Working data:
------------------------

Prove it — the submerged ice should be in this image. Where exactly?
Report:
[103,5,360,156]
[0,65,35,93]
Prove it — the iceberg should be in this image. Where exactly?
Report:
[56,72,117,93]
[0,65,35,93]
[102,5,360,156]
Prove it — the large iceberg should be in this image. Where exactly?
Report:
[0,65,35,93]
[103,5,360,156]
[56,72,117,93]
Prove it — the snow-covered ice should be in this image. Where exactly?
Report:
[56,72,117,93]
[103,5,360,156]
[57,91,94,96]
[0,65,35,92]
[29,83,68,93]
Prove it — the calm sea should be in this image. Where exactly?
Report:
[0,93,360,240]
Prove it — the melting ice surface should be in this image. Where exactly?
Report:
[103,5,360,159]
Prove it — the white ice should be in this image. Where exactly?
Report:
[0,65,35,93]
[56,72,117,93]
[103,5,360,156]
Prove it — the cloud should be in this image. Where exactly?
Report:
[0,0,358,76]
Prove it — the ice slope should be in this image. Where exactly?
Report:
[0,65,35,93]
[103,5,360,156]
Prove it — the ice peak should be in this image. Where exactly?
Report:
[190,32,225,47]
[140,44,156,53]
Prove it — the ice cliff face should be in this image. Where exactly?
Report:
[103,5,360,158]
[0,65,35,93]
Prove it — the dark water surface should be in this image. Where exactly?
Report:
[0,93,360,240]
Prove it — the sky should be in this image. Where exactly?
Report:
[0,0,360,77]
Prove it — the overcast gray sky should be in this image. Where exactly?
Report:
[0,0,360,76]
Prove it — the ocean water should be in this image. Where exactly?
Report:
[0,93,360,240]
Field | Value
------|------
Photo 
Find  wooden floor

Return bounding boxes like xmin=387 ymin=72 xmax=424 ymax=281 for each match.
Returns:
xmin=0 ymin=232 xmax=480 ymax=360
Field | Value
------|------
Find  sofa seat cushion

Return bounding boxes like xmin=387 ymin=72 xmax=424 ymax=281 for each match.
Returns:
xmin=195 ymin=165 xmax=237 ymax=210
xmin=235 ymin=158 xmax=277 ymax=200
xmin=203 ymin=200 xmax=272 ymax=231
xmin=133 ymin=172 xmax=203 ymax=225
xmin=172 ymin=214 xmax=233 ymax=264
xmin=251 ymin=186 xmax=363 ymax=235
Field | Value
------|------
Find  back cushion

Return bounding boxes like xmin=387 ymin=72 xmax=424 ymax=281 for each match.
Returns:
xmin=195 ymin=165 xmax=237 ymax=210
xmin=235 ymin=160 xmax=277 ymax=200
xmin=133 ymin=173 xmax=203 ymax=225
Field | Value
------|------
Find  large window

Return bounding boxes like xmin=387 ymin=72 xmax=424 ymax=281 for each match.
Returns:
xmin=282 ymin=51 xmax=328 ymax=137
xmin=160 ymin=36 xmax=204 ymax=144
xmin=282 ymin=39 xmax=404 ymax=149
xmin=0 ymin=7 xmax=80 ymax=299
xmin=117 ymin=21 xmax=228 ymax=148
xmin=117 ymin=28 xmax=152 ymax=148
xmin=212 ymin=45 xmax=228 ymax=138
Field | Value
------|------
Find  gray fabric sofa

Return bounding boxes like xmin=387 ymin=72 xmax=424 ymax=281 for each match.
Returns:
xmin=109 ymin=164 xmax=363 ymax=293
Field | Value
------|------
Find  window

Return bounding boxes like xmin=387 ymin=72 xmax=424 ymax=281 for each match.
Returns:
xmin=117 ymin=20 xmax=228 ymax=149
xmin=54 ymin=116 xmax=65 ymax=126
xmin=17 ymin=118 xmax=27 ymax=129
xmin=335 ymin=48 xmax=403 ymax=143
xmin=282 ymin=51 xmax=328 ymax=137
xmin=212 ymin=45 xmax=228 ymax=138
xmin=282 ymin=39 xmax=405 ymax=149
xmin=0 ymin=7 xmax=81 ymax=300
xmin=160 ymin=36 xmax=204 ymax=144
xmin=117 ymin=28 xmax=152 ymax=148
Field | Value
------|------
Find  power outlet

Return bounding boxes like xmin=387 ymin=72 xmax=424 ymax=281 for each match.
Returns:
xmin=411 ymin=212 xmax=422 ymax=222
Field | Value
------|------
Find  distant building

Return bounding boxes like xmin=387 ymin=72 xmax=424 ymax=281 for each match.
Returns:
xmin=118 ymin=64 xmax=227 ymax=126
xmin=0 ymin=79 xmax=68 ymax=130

------------------------

Objective: From the data above, extract every line unchanged, starting with the line that contains "Prove it — the ice slope" and ending with the line that contains "xmin=109 ymin=164 xmax=363 ymax=293". Include both of those lines.

Response to this task:
Prove it — the ice slope should be in this image. Where exactly?
Report:
[0,65,35,93]
[103,5,360,156]
Prove it — the ice peak should be in this image. Where exactly?
Report:
[190,32,225,47]
[140,44,156,53]
Prove it — the ice cliff face should be in this image. Where exactly?
Report:
[103,5,360,158]
[0,65,35,93]
Prove it — the dark water surface should be in this image. Where exactly?
Report:
[0,93,360,240]
Prove it — the sky should be in this image. Where exactly?
Report:
[0,0,360,77]
Prove it — the overcast gray sky should be in this image. Where exactly?
Report:
[0,0,360,76]
Prove it — the ocean water should be in this image. Where exactly?
Report:
[0,93,360,240]
Field | Value
------|------
Photo 
Find  wooden floor

Return bounding boxes like xmin=387 ymin=72 xmax=424 ymax=281 for each match.
Returns:
xmin=0 ymin=232 xmax=480 ymax=360
Field | Value
------|------
Find  sofa seat cushion

Return bounding boxes like xmin=387 ymin=72 xmax=424 ymax=281 for each match.
Returns:
xmin=195 ymin=165 xmax=237 ymax=210
xmin=235 ymin=158 xmax=277 ymax=200
xmin=203 ymin=200 xmax=272 ymax=231
xmin=133 ymin=172 xmax=203 ymax=225
xmin=172 ymin=214 xmax=233 ymax=264
xmin=251 ymin=186 xmax=363 ymax=235
Field | Value
------|------
Find  back cushion

Return bounding boxes like xmin=387 ymin=72 xmax=424 ymax=281 for each match.
Returns:
xmin=195 ymin=165 xmax=237 ymax=210
xmin=235 ymin=160 xmax=277 ymax=200
xmin=133 ymin=173 xmax=203 ymax=225
Field | Value
------|------
Find  large window

Return bounding boxes like xmin=387 ymin=72 xmax=424 ymax=281 for each match.
Returns:
xmin=282 ymin=51 xmax=328 ymax=137
xmin=160 ymin=36 xmax=204 ymax=144
xmin=282 ymin=39 xmax=404 ymax=149
xmin=0 ymin=7 xmax=80 ymax=299
xmin=117 ymin=21 xmax=228 ymax=148
xmin=117 ymin=28 xmax=152 ymax=148
xmin=212 ymin=45 xmax=228 ymax=138
Field | Value
------|------
Find  gray fabric sofa

Return bounding boxes like xmin=387 ymin=72 xmax=424 ymax=281 for each match.
Returns:
xmin=109 ymin=164 xmax=363 ymax=293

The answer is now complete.